* READING TEXT *
In this paper, we describe a system for sequence analysis and interpretation that is highly automated and tackles the issues raised earlier, and that is designed for use in diagnostic laboratories by healthcare workers with no specialist bioinformatics knowledge.
Introduction
Despite the development of effective antimicrobial drugs and anti-bacterial vaccinations, pathogenic bacteria continue to cause significant human morbidity and mortality in all regions of the world [1-4]. The situation is exacerbated by the evolution and spread of antibiotic resistance, a phenomenon identified as a major global health issue by the World Health Organization [5]. In order to reduce the burden of bacterial disease it is imperative that infections are diagnosed and characterised in a timely manner, and that the evolutionary and epidemiological dynamics of bacterial populations are investigated. Microbiology diagnostic and public health laboratories play a primary role in such tasks, and in this context bacterial genome sequence analysis holds immense transformative potential [6,7].
Genomic sequences can be generated through the use of next-generation sequencing (NGS) technologies, which have been rapidly advancing in recent years. The application of these technologies is revolutionising diagnostic and public health microbiology due to the high yield and resolution, low turn-around time and falling costs of the data obtained [6,7]. Indeed there are already case studies that demonstrate the feasibility of using NGS in this context e.g. for high resolution investigation of hospital acquired bacterial disease outbreaks or rapid estimation of bacterial antimicrobial susceptibility [8,9]. In such cases information derived from NGS data can rapidly inform clinical and public health decisions, thereby improving infection control and patient outcomes.

(Items from a collection)
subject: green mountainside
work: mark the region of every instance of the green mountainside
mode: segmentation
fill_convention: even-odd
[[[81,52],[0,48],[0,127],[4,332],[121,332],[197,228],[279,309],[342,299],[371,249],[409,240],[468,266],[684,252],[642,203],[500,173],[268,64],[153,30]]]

* WHAT IS NEEDED *
Repeat the passage on bacterial genome sequencing from above in full, word for word.

* ANSWER SECTION *
In this paper, we describe a system for sequence analysis and interpretation that is highly automated and tackles the issues raised earlier, and that is designed for use in diagnostic laboratories by healthcare workers with no specialist bioinformatics knowledge.
Introduction
Despite the development of effective antimicrobial drugs and anti-bacterial vaccinations, pathogenic bacteria continue to cause significant human morbidity and mortality in all regions of the world [1-4]. The situation is exacerbated by the evolution and spread of antibiotic resistance, a phenomenon identified as a major global health issue by the World Health Organization [5]. In order to reduce the burden of bacterial disease it is imperative that infections are diagnosed and characterised in a timely manner, and that the evolutionary and epidemiological dynamics of bacterial populations are investigated. Microbiology diagnostic and public health laboratories play a primary role in such tasks, and in this context bacterial genome sequence analysis holds immense transformative potential [6,7].
Genomic sequences can be generated through the use of next-generation sequencing (NGS) technologies, which have been rapidly advancing in recent years. The application of these technologies is revolutionising diagnostic and public health microbiology due to the high yield and resolution, low turn-around time and falling costs of the data obtained [6,7]. Indeed there are already case studies that demonstrate the feasibility of using NGS in this context e.g. for high resolution investigation of hospital acquired bacterial disease outbreaks or rapid estimation of bacterial antimicrobial susceptibility [8,9]. In such cases information derived from NGS data can rapidly inform clinical and public health decisions, thereby improving infection control and patient outcomes.